The full set of entries, reproduced exactly, is the expected answer.

== Extracted information

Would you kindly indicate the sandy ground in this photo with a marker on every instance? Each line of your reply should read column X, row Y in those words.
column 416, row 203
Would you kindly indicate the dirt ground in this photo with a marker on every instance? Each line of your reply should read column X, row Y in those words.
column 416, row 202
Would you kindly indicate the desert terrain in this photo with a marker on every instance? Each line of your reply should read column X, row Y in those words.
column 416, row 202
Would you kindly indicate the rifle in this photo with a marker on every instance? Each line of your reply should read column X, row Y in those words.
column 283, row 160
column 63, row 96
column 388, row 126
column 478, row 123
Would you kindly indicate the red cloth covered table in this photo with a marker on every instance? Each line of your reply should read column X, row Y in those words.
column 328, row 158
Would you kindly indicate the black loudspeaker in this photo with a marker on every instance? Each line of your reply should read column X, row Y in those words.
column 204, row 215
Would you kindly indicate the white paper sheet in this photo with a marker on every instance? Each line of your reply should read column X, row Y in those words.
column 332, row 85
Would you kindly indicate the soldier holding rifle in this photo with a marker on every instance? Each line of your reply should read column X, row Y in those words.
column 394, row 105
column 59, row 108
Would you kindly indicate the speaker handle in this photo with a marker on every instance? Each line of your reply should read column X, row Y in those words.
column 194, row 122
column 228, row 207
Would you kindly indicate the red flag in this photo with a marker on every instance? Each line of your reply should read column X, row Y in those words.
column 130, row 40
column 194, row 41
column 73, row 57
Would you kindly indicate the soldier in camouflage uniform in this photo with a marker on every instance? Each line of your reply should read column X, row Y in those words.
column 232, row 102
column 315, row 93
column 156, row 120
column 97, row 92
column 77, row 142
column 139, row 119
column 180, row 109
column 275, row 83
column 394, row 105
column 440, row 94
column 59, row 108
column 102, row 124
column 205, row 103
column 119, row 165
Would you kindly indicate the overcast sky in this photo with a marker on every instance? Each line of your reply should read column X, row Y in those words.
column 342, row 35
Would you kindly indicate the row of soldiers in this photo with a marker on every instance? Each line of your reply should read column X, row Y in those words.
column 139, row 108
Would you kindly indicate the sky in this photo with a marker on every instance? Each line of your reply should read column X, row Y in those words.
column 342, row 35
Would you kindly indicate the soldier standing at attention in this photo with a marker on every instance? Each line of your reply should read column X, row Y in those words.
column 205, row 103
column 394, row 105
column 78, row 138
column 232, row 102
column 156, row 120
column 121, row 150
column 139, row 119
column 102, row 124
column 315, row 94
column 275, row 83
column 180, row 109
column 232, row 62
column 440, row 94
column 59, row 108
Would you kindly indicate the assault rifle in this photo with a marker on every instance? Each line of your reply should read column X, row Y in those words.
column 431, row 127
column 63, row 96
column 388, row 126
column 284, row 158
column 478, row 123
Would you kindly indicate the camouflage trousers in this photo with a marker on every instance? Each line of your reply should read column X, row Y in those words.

====

(Answer space)
Would you kindly indicate the sandy ground in this photo with a marker on every instance? Each line of your reply should read column X, row Y in those words.
column 416, row 203
Would you kindly indicate the dirt ground in this photo with a marker on every instance? Each line of your reply should read column X, row Y in those words.
column 416, row 202
Would you kindly indicate the desert terrain in this photo with a marker on every instance? Each line of your reply should read column X, row Y in those words.
column 416, row 202
Would you kindly indicate the rifle in this photo with a marker on every instance? Each line of your reply should read column X, row Y in those words.
column 283, row 160
column 63, row 96
column 388, row 126
column 478, row 123
Would you kindly indicate the red cloth covered table in this photo with a marker on every instance? Each line of your reply should read column X, row Y in those words.
column 328, row 158
Would you kindly indicate the black loudspeaker in this photo with a marker on every instance? Each line of your reply should read column X, row Y in those words.
column 204, row 215
Would you kindly indicate the white paper sheet in this photo with a marker on every instance? Each line of your reply should read column X, row Y in those words.
column 332, row 85
Would you kindly indicate the soldier holding rifle in this photo with a marker on every instance? Each line of your reply should read column X, row Y in those words.
column 394, row 105
column 59, row 108
Would you kindly indicate the speaker handle in this photo with a marker on every instance? Each line of your reply should read column X, row Y in those words.
column 194, row 122
column 228, row 207
Would you kindly indicate the red flag in this photo with a marker on every instance? Each line of your reply should read column X, row Y in those words.
column 130, row 40
column 194, row 41
column 73, row 57
Would you kindly indicate the soldier in camouflage uniform in this photo with a marker on every instance? Each line of your reply should read column X, row Y in those words.
column 232, row 102
column 315, row 93
column 156, row 120
column 97, row 92
column 77, row 142
column 139, row 119
column 180, row 109
column 275, row 83
column 394, row 105
column 440, row 94
column 59, row 108
column 102, row 124
column 205, row 103
column 119, row 165
Would you kindly indicate the overcast sky in this photo with a marker on every instance? Each line of your reply should read column X, row Y in those words.
column 342, row 35
Would you kindly indicate the row of soldiers in this photo with a marker on every instance? Each line of your reply should read column X, row Y in those words.
column 139, row 108
Would you kindly indicate the sky in this photo with a marker on every instance? Each line of your reply should read column X, row Y in those words.
column 342, row 35
Would you kindly indicate the soldier standing at attention in this photo with a marker on every instance? Each line of your reply should read column X, row Y in those words.
column 205, row 103
column 394, row 105
column 78, row 138
column 232, row 102
column 156, row 120
column 121, row 150
column 139, row 119
column 102, row 124
column 315, row 94
column 275, row 83
column 180, row 109
column 232, row 62
column 440, row 94
column 59, row 108
Would you kindly indicate the assault rifle in this photo with a marker on every instance? Each line of your reply should read column X, row Y in those words.
column 431, row 127
column 63, row 96
column 388, row 126
column 284, row 158
column 478, row 123
Would you kindly indicate the camouflage trousers in this photo with a marker on every instance? Each line of your reply should read column X, row Y in those words.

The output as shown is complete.